# [What you will do]
**1)** Please extract the passage of the report on Senator Baucus and the uninsured, starting with "Earlier in the" and going on through "amounts, he noted.".
**2)** In the report on Senator Baucus and the uninsured, how many Americans did the Census Bureau say lacked health insurance last year?

[[ Text for analysis, beginning ]]

Senate Finance Committee Chairman Max Baucus on Thursday said the "egregious" practices of insurers are largely to blame for the rising number of uninsured Americans, as newly reported by the U.S. Census Bureau.
The Montana Democrat also suggested the new healthcare reform law will reverse the trend.
"The increase in uninsured Americans last year is clear evidence of how critical it was to take action to protect patients," Baucus said in a statement, "and that’s exactly what the Affordable Care Act will do."
Earlier in the day, the Census Bureau reported that nearly 51 million Americans, or 16.7 percent of the population, lacked health insurance last year, up from 46.3 million (15.4 percent) in 2008.
Baucus, a chief author of the law, said the pre-reform trend is largely the result of "egregious insurance company abuses" — practices the new law will rein in, he adds.
The law, for instance, will prohibit insurers from denying coverage for pre-existing conditions or capping coverage at arbitrary spending amounts, he noted.
"And, because of the Affordable Care Act," Baucus adds, "insurance companies can no longer drop coverage when folks get sick, just because of unintentional errors on applications years earlier."
The Census suggested another cause of the spike in the uninsured rate: The number of people covered under employer-based plans plummeted by 6.3 million between 2008 and 2009 — largely a testimony to an unemployment rate that topped 10 percent last year.

[[ Text for analysis, end ]]
[[ Input data, beginning ]]

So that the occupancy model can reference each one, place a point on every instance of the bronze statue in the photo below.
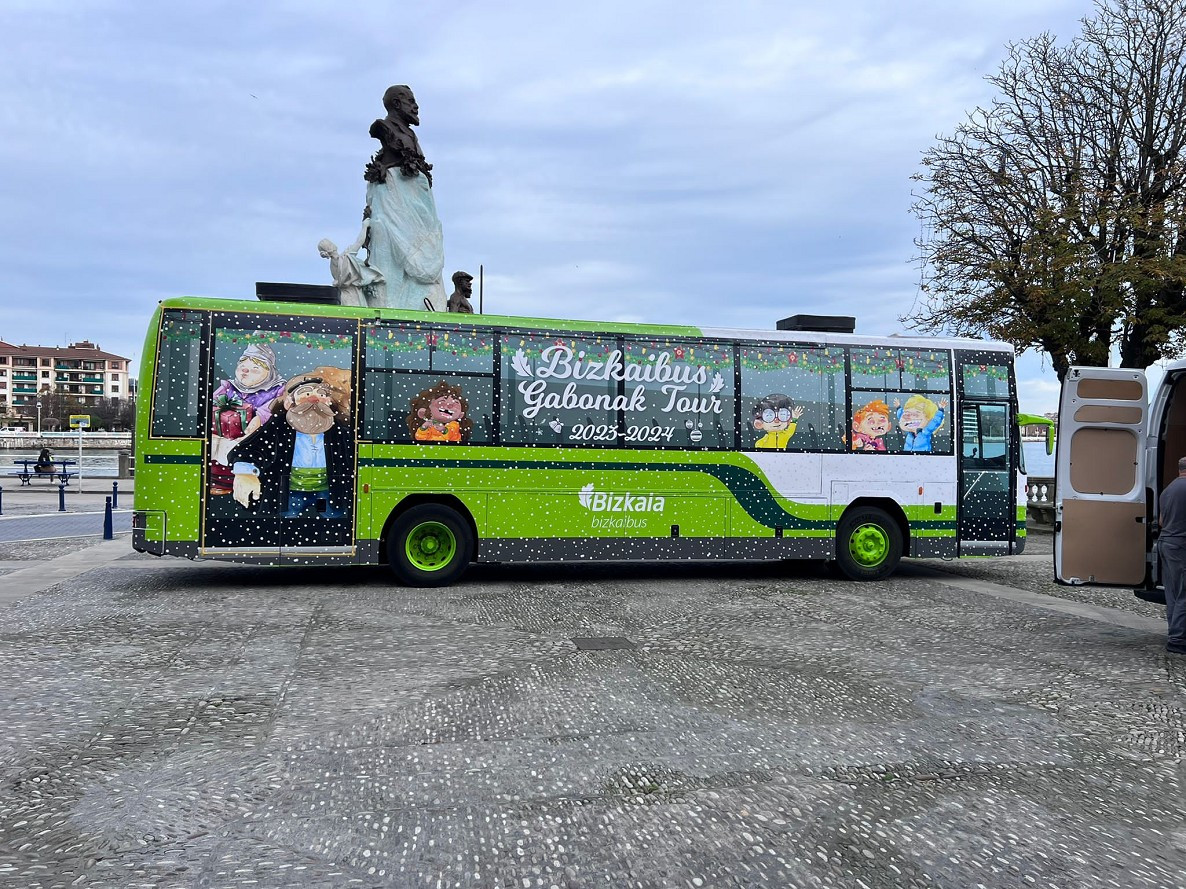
(459, 300)
(400, 146)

[[ Input data, end ]]

# [Solutions by task]
**1)**
Earlier in the day, the Census Bureau reported that nearly 51 million Americans, or 16.7 percent of the population, lacked health insurance last year, up from 46.3 million (15.4 percent) in 2008.
Baucus, a chief author of the law, said the pre-reform trend is largely the result of "egregious insurance company abuses" — practices the new law will rein in, he adds.
The law, for instance, will prohibit insurers from denying coverage for pre-existing conditions or capping coverage at arbitrary spending amounts, he noted.

**2)** Nearly 51 million Americans, or 16.7 percent of the population.